DATASET RECORDS —

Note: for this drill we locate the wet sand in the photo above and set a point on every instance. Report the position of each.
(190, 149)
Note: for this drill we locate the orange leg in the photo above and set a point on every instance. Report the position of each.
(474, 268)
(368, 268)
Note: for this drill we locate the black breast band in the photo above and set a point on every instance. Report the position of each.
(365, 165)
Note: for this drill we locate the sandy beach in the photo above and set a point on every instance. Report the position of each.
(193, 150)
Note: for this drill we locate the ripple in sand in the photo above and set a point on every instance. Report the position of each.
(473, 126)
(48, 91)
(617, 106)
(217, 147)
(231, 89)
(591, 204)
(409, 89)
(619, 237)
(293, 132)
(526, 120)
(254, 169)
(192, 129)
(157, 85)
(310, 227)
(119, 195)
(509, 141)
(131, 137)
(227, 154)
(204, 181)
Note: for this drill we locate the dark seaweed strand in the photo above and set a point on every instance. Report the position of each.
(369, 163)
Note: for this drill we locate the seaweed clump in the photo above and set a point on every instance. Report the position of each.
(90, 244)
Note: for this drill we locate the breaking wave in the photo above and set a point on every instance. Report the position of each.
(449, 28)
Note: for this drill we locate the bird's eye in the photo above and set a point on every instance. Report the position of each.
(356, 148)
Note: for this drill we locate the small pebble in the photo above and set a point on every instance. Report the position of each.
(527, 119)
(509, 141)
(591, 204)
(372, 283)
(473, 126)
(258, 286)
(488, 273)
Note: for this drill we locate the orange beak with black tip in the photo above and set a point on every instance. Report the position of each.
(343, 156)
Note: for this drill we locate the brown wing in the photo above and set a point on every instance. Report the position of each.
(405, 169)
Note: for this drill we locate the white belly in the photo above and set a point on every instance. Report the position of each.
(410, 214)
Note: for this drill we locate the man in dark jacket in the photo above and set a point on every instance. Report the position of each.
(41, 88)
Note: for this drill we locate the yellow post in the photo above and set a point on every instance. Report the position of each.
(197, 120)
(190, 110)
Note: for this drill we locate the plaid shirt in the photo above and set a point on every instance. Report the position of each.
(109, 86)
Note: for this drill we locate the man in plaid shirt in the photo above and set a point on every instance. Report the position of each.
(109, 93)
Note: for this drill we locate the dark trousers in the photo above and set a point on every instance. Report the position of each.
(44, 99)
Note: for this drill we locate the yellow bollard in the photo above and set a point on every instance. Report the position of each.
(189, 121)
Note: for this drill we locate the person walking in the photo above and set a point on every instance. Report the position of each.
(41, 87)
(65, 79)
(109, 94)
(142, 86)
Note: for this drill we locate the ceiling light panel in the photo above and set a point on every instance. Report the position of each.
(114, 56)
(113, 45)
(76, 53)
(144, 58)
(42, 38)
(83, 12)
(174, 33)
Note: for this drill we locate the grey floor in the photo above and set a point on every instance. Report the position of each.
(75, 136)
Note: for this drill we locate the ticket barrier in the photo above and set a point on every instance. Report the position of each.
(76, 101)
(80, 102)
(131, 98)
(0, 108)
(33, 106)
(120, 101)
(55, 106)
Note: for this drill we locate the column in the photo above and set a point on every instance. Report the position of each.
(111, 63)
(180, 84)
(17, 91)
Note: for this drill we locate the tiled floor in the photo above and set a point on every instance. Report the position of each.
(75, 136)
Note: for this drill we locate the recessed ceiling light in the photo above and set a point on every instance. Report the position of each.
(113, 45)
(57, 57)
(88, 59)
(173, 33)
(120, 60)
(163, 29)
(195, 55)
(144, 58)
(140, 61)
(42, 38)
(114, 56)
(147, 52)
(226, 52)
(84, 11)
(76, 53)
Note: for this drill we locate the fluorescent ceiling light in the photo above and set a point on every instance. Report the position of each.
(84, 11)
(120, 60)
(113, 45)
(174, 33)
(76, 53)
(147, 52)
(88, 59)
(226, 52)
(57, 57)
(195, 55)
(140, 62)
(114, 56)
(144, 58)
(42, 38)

TASK DETAILS —
All of the entries above need to be reproduced verbatim.

EXPECTED OUTPUT —
Note: for this drill we locate the wet sand in the photo above and set a point on every instance. Report the position of each.
(190, 149)
Note: for this drill we locate the orange leg in the photo above and set a point on every instance. Report the position of each.
(474, 268)
(368, 268)
Note: for this drill we locate the black breast band in the photo above and set a point on every instance. Report the position of each.
(365, 165)
Note: for this drill we locate the sandy beach in the photo above and set a point on every instance. Report the position of each.
(193, 150)
Note: for this drill we locate the ripple in sand in the photo above and set a point on every instance. Report the position of each.
(473, 126)
(48, 91)
(617, 106)
(217, 147)
(231, 89)
(591, 204)
(409, 89)
(619, 237)
(293, 132)
(526, 120)
(254, 169)
(192, 129)
(157, 85)
(310, 227)
(119, 195)
(509, 141)
(131, 137)
(227, 154)
(204, 181)
Note: for this drill we locate the dark seaweed strand in the photo above and set a point on every instance. Report the position of each.
(369, 163)
Note: for this drill we locate the seaweed clump in the photo above and set a point on every instance. Report the position of each.
(90, 244)
Note: for this drill we locate the breaking wave in the photo above and set a point on every instance. Report the position of each.
(449, 28)
Note: for this drill we locate the bird's eye in the photo above and set a point on every instance. Report the position of each.
(356, 148)
Note: for this drill we locate the small pebble in the photo above and set a point on every instance. Report the position of each.
(527, 119)
(509, 141)
(591, 204)
(372, 283)
(473, 126)
(258, 286)
(488, 273)
Note: for this drill we locate the orange beak with black tip in the photo above and set a point on every instance. Report the position of each.
(343, 156)
Note: for this drill we locate the brown wing in the photo above and set a point on every instance. Report the position of each.
(405, 169)
Note: for this drill we locate the white belly in the photo above and set a point on every instance. Report the position of each.
(410, 214)
Note: for this drill we locate the man in dark jacket in the photo above and set a point on every instance. Report the position of each.
(41, 88)
Note: for this drill we locate the yellow post in the photo above and set a point on every instance. Report the position of each.
(197, 120)
(190, 110)
Note: for this drill we locate the plaid shirt in the photo above and set a point on every instance. Report the position of each.
(109, 86)
Note: for this drill we locate the man in plaid shirt in the photo above and set a point on every instance. Report the position of each.
(109, 93)
Note: for this drill we locate the dark trousers in the photo above and set a point on every instance. Report the position of each.
(44, 99)
Note: for this drill we locate the yellow bollard in the photo above and set a point on every instance. Report the position of each.
(189, 121)
Note: for this drill we locate the person walking in the photo above and set a point on every instance. Report the position of each.
(41, 87)
(65, 79)
(109, 94)
(142, 86)
Note: for this drill we locate the ceiling light panel in the photo above and set a point on every instance. Report the position of each.
(114, 56)
(113, 45)
(76, 53)
(144, 58)
(42, 38)
(83, 12)
(174, 33)
Note: for this drill we locate the grey floor in the photo above and set a point on every instance. Report the position of each.
(75, 136)
Note: for this drill we locate the ticket barrier in the photo above and set a point on every instance. Report the position of each.
(76, 101)
(80, 102)
(131, 98)
(0, 108)
(33, 106)
(120, 101)
(55, 106)
Note: for this drill we locate the column in the photo above and set a point on every instance. Report the position of each.
(111, 63)
(180, 84)
(17, 91)
Note: for this drill we locate the tiled floor in the photo above and set a point on every instance. Report the position of each.
(75, 136)
Note: for this drill we locate the recessed ceiling light in the photo above and set a point on every instance. Report the position of each.
(113, 45)
(57, 57)
(88, 59)
(173, 33)
(120, 60)
(163, 29)
(195, 55)
(144, 58)
(140, 61)
(42, 38)
(114, 56)
(147, 52)
(226, 52)
(84, 11)
(76, 53)
Note: for this drill we locate the fluorescent ceiling light in the photo above and set a point on every instance. Report the position of each.
(84, 11)
(120, 60)
(113, 45)
(174, 33)
(76, 53)
(147, 52)
(88, 59)
(226, 52)
(57, 57)
(195, 55)
(140, 62)
(114, 56)
(144, 58)
(42, 38)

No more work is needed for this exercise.